→ **PRACA DO WYKONANIA**: Proszę przepisać wszystkie poniższe wiersze bez żadnych zmian. Obrazy pomiń w odpowiedzi.

→ **WIERSZE DANYCH**:
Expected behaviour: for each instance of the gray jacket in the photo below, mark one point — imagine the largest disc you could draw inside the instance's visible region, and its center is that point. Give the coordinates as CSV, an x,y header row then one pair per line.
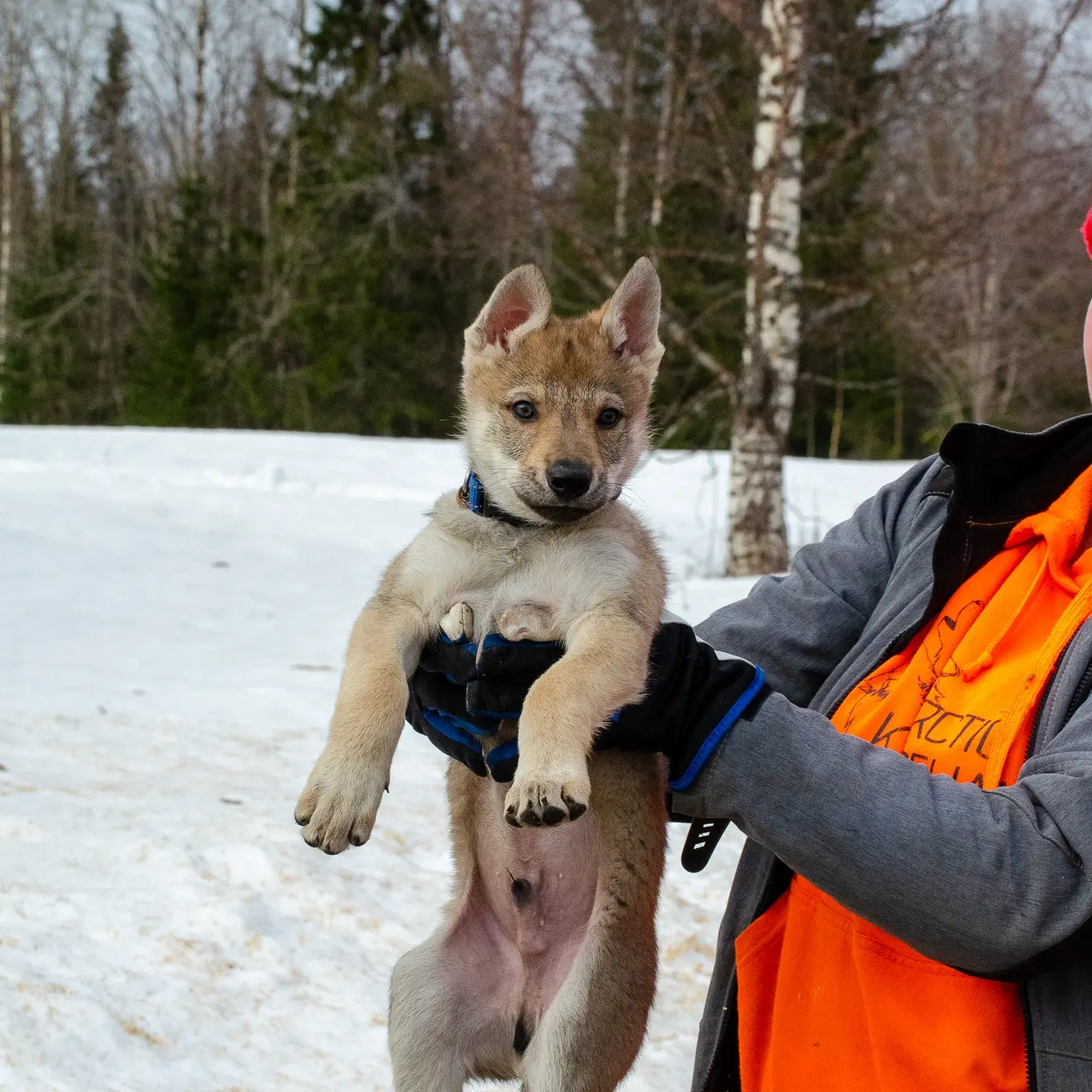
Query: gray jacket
x,y
991,883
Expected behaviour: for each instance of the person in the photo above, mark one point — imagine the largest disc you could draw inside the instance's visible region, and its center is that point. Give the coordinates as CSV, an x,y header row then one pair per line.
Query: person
x,y
913,905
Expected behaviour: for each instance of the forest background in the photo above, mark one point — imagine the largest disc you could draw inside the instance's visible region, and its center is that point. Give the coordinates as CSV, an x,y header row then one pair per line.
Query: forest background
x,y
281,214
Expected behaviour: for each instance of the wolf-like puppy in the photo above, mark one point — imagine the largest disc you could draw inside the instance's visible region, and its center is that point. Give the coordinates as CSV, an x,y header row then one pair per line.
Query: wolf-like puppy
x,y
544,966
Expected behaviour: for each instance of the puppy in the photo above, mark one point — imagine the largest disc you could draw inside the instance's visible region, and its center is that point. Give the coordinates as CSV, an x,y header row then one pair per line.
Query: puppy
x,y
544,966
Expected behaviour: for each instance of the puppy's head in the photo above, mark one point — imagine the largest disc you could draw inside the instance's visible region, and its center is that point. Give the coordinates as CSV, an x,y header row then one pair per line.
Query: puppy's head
x,y
556,411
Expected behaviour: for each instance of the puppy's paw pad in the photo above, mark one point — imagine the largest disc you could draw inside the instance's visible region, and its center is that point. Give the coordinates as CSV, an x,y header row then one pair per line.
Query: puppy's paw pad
x,y
544,803
527,622
457,623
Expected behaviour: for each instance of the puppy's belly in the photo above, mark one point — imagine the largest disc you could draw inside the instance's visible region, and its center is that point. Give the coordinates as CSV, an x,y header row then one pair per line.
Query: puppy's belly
x,y
531,900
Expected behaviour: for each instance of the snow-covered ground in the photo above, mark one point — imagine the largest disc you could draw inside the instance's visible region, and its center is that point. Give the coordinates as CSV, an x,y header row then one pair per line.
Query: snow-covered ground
x,y
172,612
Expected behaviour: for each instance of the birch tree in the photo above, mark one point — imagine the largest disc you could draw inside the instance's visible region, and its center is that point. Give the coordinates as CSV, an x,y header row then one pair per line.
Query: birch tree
x,y
6,110
764,391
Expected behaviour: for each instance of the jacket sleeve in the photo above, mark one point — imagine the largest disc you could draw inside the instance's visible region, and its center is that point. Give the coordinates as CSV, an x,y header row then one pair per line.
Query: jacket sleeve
x,y
798,627
983,881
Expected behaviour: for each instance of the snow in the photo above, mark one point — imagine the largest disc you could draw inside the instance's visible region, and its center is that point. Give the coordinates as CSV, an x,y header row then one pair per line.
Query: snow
x,y
172,612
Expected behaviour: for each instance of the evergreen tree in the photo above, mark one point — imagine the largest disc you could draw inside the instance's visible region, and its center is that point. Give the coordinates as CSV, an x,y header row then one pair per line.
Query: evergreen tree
x,y
52,368
379,313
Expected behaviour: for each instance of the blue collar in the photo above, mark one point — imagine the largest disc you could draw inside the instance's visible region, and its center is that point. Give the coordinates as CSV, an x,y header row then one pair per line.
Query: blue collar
x,y
473,497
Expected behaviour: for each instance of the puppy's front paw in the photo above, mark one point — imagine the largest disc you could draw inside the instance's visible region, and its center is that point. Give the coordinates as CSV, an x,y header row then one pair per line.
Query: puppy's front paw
x,y
457,623
546,801
337,809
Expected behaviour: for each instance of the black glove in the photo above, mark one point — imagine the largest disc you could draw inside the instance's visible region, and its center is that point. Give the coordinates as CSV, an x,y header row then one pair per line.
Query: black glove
x,y
693,696
457,697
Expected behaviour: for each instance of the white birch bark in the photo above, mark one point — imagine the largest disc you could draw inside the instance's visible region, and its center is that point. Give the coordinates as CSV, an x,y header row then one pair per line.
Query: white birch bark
x,y
763,407
664,128
6,196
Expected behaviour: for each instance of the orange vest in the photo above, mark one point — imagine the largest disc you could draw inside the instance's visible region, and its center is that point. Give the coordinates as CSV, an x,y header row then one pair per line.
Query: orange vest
x,y
830,1003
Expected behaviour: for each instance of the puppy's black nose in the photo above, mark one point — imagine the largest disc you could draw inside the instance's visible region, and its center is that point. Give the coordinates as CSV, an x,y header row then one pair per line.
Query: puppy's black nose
x,y
568,478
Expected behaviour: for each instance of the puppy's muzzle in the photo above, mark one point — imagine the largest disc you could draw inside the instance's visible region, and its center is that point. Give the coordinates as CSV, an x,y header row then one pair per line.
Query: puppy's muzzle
x,y
569,478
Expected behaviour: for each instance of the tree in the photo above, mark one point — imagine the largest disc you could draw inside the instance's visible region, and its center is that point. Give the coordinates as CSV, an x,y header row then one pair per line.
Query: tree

→ **WYNIK KOŃCOWY**:
Expected behaviour: for each instance of the gray jacket in the photo below, mark one point — imagine the largest disc you could draw inside the instance's visible region, and its center is that point. Give the coordinates as CSV, an x,y header row then one pair per line.
Query: gray jacket
x,y
991,883
Expected behaviour: for each instance of the person in the photo above, mark one point — imagine the largest disc you could draw inside the instance's visible region, and its center is that point. Give the coordinates as CSV, an x,y header row then one pair per line.
Query: person
x,y
913,905
Expected behaviour: for each instance of the forest background in the photo above, mark one point — imagine the largest disc you could draw inside the instance's visible region, and its center is that point. Give the coordinates as CSV, an x,y header row then one pair per line.
Query: forest background
x,y
281,214
Expected behaviour: for each instance of the wolf-like puppy in the photo above, mark one point — imagine the largest disc you could draw inside the instance's visible region, and its center is that point. Give the coordinates as CSV, an x,y header row then one pair per line.
Query: wolf-like puppy
x,y
544,966
Expected behaviour: for each instance of the puppy in the photo above, mark one point — imagine the largest disc you could draw inside the instance's visible region, and its center is that point. Give the coordinates as CSV, an x,y header row then one pair per line.
Query: puppy
x,y
544,966
Expected behaviour: for each instance of the puppy's head in the photo above, mark one point — imagine the largest disc you could draw inside the instance's visible region, and its center is that point. Give the coordinates as CSV, an x,y header row then one pair per line.
Query: puppy's head
x,y
556,411
Expected behaviour: for each instance of the puppy's paw pad in the photo above, mark one point — imagine the largest disc you could draw inside the instance's visible region, and its center is that point. Give the coordinates as CSV, an x,y header row then one pair per line.
Query: puppy's paw pad
x,y
544,803
527,622
457,623
Expected behaviour: for each instance of the puppy's belly in the photo above, mark one point — imagine the largest disc you could draw inside the instance's visible region, and its center is that point. Give the coordinates as CSV, an x,y header row then one pair per line.
Query: puppy's belly
x,y
531,900
Expected behaviour: for each instance of the snow-covered ground in the photo above, mark one point — imagine the largest disc you could draw inside the instance's visible region, and its center is that point. Give the coordinates as CSV, an x,y header row then one pair per line.
Query: snow-covered ground
x,y
172,612
Expected behaviour: for each instance of the birch tree in the photo above, mark one point — imagine the largest disc you could draw inside the instance's visible region, and its center is that point. Give the coordinates as CSV, an x,y header row then one pair per line.
Query: birch tree
x,y
6,110
764,391
Expected behaviour: for each instance of the jacket sleeve in the photo above, mark one point — imagine the largest disc you could draw inside the instance's visible region, and its center is that point. Give the coordinates as CSV, an x,y header row then one pair per line.
Query: jacket sleeve
x,y
798,627
983,881
Expected behaviour: for each instance of the snow in the photo above, mark one point — imagine the largest disc you could draw inside the instance's visible region, and its center is that point. Give the coordinates as CSV, an x,y header row then one pair per line.
Query: snow
x,y
172,612
Expected behaviour: for each instance of the evergreen tree in the photo above, mark one point — imagine the largest disc you could draw inside the instance's visible region, and its center is that point. Give the coordinates as CSV, an x,y header row then one pair per line.
Query: evergreen tree
x,y
52,368
379,313
Expected behaviour: for each instance of the blue collar in the photo above, mark one point — imagine the largest disc you could draw inside the instance's visible region, and its center is that point. Give the coordinates as CSV, an x,y header row then one pair per line.
Query: blue collar
x,y
473,497
Expected behaviour: for each instance of the puppy's front paw in the photo above, mark one point — imagine the largest disc you could draw inside the instance's visible region, and its center is that point. Give the coordinates as CSV, an x,y header row then one pair per line.
Query: puppy's front paw
x,y
457,623
546,801
337,809
Expected behaviour: for each instance of the black glove in the photo above, mark one point — imagine the largest disc you could draw inside the instance's visible region, and its center is that point. Give the coordinates as CSV, an x,y header row then one pair per line.
Query: black glove
x,y
693,696
457,697
Expected behaviour: for each instance of the white birch bark in the photo above, mark one point — imagine the largest disc you could draw inside the instance's visible region, and its center is that point. Give the coordinates as CSV, an x,y header row then one pair per line.
Query: white birch bark
x,y
763,407
664,128
6,196
Expected behaviour: for each instance of the orange vest in the photo above, mark one point — imagine the largest disc you could draw inside the instance's visible region, and its center is that point. Give the coordinates as CSV, an x,y header row then one pair per line.
Query: orange vest
x,y
830,1003
Expected behaviour: for each instance of the puppy's black nose in the photo above, mark one point — imagine the largest disc you could draw inside the instance's visible region, and its center is that point. Give the coordinates as CSV, an x,y header row then one pair per line.
Query: puppy's black nose
x,y
568,478
Expected behaviour: for each instance of the puppy's muzzle in the photo above, mark one point — imagine the largest disc you could draw inside the instance's visible region, and its center is that point. Give the coordinates as CSV, an x,y header row then one pair per line.
Query: puppy's muzzle
x,y
569,478
Expected behaviour: for each instance of the tree in the photo above, mark one point — imagine the largest disc you could draw inside the instance's visible region, and its center is that point. Give the coordinates as CSV, an x,y header row then one pair per line.
Query: tree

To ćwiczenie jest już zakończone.